Excerpted passage:
►

Hope not.. Smooth tech that runs is like the Maytag man.

Tech departments running around with their hair on fire / always looking busy isn't one that always builds trust.

zorpner

2 months ago

Corey Quinn wrote an interesting article addressing that question: https://www.theregister.com/2025/10/20/aws_outage_amazon_bra...

Some good information in the comments as well.

SketchySeaBeast

2 months ago

2 replies

I can't imagine a more uncomfortable place to try and troubleshoot all this than in a hotel lobby surrounded by a dozen coworkers.

scottlamb

2 months ago

Easy: alone, struggling to contact coworkers (while mostly trying to diagnose the problem). I've done both (the alone state didn't last for hours because we did have emergency communication channels, and the hotel was a ski lodge in my case). The surrounded by coworkers is much better.

That's assuming these are actual coworkers, not say a dozen escalating levels of micromanagers, which I agree would be hell. The where isn't really that important in my experience, as long as you've got reliable Internet access.

thundergolfer

2 months ago

It wasn't too bad! The annoying bit was that the offsite schedule was delayed for hours for the other ~40 people not working on the issue.

tptacek

2 months ago

1 reply

Good to see an analysis emphasizing the metastable failure mode in EC2, rather than getting bogged down by the DNS/Dynamo issue. The Dynamo issue, from their timeline, looks like it got fixed relatively quickly, unlike EC2, which needed a fairly elaborate SCRAM and recovery process that took many hours to execute.

A faster, better-tested "restart all the droplet managers from a known reasonable state" process is probably more important than finding all the Dynamo race conditions.

thundergolfer

2 months ago

1 reply

I was motivated by your back-and-forth in the original AWS summary to go and write this post :)

tptacek

2 months ago

It's good, and I love that you brought the Google SRE stuff into it.

fizlebit

2 months ago

1 reply

It looks from the public writeup that the thing programming the DNS servers didn't acquire a lease on the server to prevent concurrent access to the same record set. I'd love to see the internal details on that COE.

I think when there is an extended outage it exposes the shortcuts. If you have 100 systems, and one or two can't start fast from zero, and they're required to get back to running smoothly, well you're going to have a longer outage. How would you deal with that, you'd uniformly across your teams subject them to start from zero testing. I suspect though that many teams are staring down a scaling bottleneck, or at least were for much of Amazon's life and so scaling issues (how do we handle 10x usage growth in the next year and half, which are the soft spots that will break) trump cold start testing. Then you get a cold start event with that last one being 5 years ago and 1 or 2 out of your 100 teams falls over and it takes multiple hours all hands on deck to get it to start.

◄

Dataset extract:
►

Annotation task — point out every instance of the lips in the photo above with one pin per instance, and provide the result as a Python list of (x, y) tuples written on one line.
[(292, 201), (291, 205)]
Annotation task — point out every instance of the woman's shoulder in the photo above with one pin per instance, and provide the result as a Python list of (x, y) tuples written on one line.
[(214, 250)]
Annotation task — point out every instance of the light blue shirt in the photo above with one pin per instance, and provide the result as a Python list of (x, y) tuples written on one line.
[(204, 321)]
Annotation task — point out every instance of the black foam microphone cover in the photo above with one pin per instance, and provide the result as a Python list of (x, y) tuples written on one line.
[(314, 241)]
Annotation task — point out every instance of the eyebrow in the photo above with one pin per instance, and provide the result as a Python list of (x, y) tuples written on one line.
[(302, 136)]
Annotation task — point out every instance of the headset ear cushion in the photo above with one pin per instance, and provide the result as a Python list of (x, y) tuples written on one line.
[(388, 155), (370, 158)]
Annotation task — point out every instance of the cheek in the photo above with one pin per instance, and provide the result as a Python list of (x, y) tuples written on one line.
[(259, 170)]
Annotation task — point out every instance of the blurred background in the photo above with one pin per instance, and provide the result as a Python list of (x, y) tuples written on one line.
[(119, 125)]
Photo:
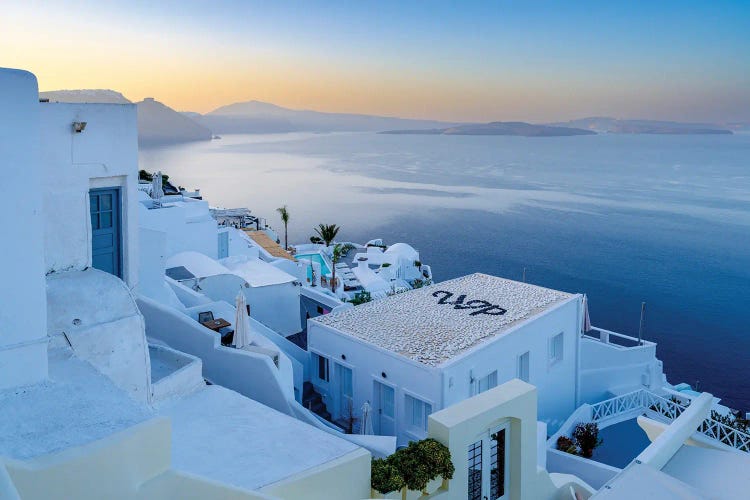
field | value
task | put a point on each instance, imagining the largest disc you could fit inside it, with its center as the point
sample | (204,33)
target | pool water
(622,442)
(316,257)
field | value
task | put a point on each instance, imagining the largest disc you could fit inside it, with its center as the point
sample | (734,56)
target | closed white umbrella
(242,336)
(366,427)
(157,192)
(586,320)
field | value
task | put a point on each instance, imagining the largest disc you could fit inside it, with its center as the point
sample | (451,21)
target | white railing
(727,435)
(615,339)
(617,406)
(656,406)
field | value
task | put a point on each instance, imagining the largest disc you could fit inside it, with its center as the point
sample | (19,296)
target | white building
(420,351)
(91,409)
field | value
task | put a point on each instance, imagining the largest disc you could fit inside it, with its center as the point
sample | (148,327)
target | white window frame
(476,385)
(409,401)
(327,378)
(519,373)
(556,353)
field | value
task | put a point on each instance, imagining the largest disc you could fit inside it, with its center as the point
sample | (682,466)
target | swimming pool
(316,257)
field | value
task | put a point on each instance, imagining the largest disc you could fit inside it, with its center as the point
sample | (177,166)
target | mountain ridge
(522,129)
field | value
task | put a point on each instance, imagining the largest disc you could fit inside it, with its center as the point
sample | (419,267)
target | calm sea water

◄

Study questions:
**1.** In the AWS outage thread, what kind of hotel was it for the commenter who has troubleshot both alone and surrounded by coworkers?
**2.** Translate this sentence from the AWS outage thread into Spanish: "The where isn't really that important in my experience, as long as you've got reliable Internet access."
**3.** From the AWS outage thread, reproduce the part that opens with the words containing "It's good, and" and closes with "on that COE.".

Answers given:
**1.** It was a ski lodge.

**2.** El dónde no es realmente tan importante según mi experiencia, siempre que tengas un acceso a Internet fiable.

**3.**
It's good, and I love that you brought the Google SRE stuff into it.

fizlebit

2 months ago

1 reply

It looks from the public writeup that the thing programming the DNS servers didn't acquire a lease on the server to prevent concurrent access to the same record set. I'd love to see the internal details on that COE.